What to produce:
In the records below, the line containing "of the forested" is the first to keep. Retype it and all later lines exactly, through the end.

(Data extract Opens)

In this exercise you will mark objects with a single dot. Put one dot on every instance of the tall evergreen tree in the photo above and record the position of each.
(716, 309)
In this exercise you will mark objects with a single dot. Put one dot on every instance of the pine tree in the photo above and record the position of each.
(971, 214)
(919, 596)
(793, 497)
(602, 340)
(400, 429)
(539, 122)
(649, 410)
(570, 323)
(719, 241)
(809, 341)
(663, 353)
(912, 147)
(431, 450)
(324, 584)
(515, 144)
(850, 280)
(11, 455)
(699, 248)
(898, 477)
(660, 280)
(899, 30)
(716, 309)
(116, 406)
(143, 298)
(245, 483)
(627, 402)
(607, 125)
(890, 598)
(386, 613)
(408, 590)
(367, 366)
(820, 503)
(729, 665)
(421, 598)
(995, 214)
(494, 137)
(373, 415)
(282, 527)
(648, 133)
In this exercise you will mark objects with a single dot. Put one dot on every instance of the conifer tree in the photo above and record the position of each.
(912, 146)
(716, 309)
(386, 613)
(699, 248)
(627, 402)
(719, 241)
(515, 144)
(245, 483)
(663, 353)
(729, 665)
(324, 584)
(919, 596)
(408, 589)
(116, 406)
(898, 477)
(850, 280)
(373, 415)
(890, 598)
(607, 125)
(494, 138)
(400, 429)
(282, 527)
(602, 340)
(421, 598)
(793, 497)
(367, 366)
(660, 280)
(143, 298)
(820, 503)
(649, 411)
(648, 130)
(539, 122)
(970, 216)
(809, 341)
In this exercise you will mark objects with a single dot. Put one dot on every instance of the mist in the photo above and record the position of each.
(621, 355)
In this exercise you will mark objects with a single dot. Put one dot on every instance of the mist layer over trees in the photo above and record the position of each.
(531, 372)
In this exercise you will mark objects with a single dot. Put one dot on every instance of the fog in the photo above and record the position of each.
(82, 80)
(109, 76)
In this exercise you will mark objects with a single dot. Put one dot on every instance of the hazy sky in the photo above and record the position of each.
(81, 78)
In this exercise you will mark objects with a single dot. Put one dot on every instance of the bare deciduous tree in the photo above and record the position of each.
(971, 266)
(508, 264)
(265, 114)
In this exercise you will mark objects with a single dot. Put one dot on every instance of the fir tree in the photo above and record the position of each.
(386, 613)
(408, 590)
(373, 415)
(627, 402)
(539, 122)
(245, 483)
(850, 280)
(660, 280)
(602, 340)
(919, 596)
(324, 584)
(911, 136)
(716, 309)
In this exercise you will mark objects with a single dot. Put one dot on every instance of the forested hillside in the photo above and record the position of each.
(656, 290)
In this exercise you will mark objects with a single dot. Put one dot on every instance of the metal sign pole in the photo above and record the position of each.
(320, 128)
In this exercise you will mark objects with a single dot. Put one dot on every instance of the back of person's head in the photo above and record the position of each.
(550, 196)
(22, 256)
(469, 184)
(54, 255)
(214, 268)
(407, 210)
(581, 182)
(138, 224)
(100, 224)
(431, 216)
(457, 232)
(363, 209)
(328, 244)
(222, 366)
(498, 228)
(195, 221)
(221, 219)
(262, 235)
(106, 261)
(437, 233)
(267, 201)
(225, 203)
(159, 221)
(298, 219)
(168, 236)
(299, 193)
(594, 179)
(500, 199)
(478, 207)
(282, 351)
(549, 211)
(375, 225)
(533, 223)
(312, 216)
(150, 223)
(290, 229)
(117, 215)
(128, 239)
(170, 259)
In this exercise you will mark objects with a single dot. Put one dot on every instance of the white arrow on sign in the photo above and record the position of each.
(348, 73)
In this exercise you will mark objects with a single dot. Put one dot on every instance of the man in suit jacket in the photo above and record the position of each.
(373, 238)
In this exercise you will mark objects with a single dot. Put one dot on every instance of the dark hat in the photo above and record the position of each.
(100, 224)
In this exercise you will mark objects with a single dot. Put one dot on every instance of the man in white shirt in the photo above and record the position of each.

(Data extract Closes)

Task output:
In this exercise you will mark objects with a single dot. Put one dot on every instance of the forested hillside in the photo above and record the position of each.
(656, 290)
In this exercise you will mark objects with a single dot. Put one dot on every instance of the metal sign pole in the photo above and record the position of each.
(320, 128)
In this exercise you will mark objects with a single dot. Put one dot on every instance of the back of person's head in the photo above and record the position of each.
(550, 196)
(22, 256)
(469, 184)
(54, 255)
(214, 268)
(407, 210)
(581, 182)
(138, 224)
(100, 224)
(431, 216)
(457, 232)
(363, 209)
(328, 244)
(222, 366)
(498, 228)
(195, 221)
(221, 219)
(262, 235)
(106, 261)
(437, 233)
(267, 201)
(225, 203)
(159, 221)
(298, 219)
(168, 236)
(299, 193)
(594, 179)
(500, 199)
(478, 207)
(282, 351)
(549, 211)
(375, 225)
(533, 223)
(312, 216)
(150, 223)
(290, 229)
(117, 215)
(128, 239)
(170, 259)
In this exercise you will mark objects with a single dot. Put one dot on every instance of the white arrow on sign in the photo above and record the position of each.
(348, 73)
In this exercise you will mark objects with a single dot. Put one dot on every instance of the man in suit jacket in the photo above and record the position of each.
(373, 238)
In this exercise you will mark objects with a single dot. Put one dot on every instance of the dark hat in the photo above and record the position of each.
(100, 224)
In this exercise you will mark objects with a single dot. Put one dot on every instance of the man in white shirt in the photo above and record the position of each.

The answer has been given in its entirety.